Region pointing data

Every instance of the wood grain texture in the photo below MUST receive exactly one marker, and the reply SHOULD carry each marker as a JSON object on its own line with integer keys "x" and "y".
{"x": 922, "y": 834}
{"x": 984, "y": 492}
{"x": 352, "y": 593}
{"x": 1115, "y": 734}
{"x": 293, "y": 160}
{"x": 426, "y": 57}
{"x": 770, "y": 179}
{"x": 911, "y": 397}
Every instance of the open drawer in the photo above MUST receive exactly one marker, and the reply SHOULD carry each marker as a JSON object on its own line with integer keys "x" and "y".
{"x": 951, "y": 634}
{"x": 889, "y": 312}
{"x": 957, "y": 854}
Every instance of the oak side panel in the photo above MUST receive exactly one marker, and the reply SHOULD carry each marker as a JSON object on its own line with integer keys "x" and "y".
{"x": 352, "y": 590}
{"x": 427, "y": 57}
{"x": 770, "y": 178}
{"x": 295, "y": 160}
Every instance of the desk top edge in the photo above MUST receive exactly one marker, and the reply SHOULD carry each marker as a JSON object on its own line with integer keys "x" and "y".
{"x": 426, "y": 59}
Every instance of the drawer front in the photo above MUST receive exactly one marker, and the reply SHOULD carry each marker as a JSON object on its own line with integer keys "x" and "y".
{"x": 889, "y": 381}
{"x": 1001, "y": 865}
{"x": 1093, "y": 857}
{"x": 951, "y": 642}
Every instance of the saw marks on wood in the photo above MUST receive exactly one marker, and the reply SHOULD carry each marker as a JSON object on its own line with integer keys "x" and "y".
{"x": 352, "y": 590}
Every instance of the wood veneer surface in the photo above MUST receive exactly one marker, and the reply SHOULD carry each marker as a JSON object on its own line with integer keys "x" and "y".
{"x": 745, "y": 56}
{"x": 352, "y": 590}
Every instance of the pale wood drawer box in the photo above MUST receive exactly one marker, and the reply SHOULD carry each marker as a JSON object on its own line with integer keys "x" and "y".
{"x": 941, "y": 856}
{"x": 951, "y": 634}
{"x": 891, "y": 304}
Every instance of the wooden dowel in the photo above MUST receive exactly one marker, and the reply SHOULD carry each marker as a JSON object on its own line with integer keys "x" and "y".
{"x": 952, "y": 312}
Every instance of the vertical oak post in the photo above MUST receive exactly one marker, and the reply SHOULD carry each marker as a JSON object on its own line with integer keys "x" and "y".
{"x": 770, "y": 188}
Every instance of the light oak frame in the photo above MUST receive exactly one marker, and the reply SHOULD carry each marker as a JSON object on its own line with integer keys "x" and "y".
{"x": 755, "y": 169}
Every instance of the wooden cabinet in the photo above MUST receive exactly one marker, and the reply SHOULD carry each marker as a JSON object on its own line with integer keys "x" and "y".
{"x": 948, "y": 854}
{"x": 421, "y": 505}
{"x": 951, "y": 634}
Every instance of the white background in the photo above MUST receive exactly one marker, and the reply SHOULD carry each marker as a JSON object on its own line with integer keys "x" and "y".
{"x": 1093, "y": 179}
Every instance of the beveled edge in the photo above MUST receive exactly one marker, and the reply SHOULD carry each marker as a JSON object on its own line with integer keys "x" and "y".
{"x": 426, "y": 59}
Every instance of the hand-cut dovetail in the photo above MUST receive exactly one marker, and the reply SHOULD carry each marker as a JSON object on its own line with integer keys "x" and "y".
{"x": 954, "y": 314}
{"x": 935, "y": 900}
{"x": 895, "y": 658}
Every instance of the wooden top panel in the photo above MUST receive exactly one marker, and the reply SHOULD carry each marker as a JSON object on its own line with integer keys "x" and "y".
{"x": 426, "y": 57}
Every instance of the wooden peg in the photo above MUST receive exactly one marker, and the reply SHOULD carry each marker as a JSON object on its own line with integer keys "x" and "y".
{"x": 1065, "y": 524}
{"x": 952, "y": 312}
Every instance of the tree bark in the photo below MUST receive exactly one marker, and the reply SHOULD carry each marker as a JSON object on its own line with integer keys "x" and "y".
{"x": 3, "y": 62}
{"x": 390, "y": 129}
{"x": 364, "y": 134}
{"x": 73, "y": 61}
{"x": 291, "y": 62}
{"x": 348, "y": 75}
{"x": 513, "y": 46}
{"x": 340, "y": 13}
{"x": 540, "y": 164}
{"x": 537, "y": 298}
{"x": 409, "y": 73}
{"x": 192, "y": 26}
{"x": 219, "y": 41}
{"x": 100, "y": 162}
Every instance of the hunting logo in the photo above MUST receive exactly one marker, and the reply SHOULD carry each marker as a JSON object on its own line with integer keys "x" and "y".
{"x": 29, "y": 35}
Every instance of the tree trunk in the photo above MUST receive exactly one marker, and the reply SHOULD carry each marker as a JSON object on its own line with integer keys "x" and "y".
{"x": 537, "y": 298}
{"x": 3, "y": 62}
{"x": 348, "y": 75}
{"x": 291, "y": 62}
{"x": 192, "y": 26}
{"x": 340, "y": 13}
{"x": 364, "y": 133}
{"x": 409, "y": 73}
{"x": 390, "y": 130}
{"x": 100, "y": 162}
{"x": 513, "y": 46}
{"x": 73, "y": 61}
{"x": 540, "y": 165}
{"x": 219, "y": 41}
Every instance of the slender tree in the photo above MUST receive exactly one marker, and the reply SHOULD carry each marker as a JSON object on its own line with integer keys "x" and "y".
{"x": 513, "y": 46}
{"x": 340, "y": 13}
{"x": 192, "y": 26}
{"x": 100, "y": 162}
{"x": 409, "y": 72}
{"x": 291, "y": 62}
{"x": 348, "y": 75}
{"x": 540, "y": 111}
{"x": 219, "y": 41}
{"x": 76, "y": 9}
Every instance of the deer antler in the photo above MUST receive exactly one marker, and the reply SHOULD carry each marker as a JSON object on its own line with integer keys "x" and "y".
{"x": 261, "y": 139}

YOUR OBJECTIVE:
All lines from the one containing "Every instance of the hunting" to the end of the data above are to be set down exactly; no others belong in the answer.

FINISHED EXERCISE:
Every instance of the hunting logo in the photo above MUST receive exactly one marker, and the reply SHOULD carry each marker as a JSON object on its own line with integer keys "x" and "y".
{"x": 29, "y": 35}
Every instance of the tree trunk in the photo above MUST receive exactly one marker, and the reply SHOULD carry each marker as a JSON object on its own line with integer keys "x" and "y".
{"x": 537, "y": 298}
{"x": 3, "y": 62}
{"x": 348, "y": 75}
{"x": 291, "y": 62}
{"x": 192, "y": 26}
{"x": 340, "y": 13}
{"x": 364, "y": 133}
{"x": 409, "y": 73}
{"x": 390, "y": 130}
{"x": 100, "y": 162}
{"x": 513, "y": 46}
{"x": 73, "y": 61}
{"x": 540, "y": 165}
{"x": 219, "y": 41}
Every instance of the slender tree in the photo above MUST receive exactly one marker, and the reply SHOULD carry each marker as a JSON object on its own line with integer keys "x" and "y".
{"x": 513, "y": 46}
{"x": 340, "y": 13}
{"x": 192, "y": 26}
{"x": 100, "y": 162}
{"x": 409, "y": 72}
{"x": 291, "y": 62}
{"x": 348, "y": 75}
{"x": 540, "y": 111}
{"x": 219, "y": 41}
{"x": 76, "y": 9}
Every instance of the deer antler in the photo above MUST receive exactly one marker, and the reply SHOULD carry each marker as a JSON object on its own line with integer keys "x" and "y".
{"x": 261, "y": 139}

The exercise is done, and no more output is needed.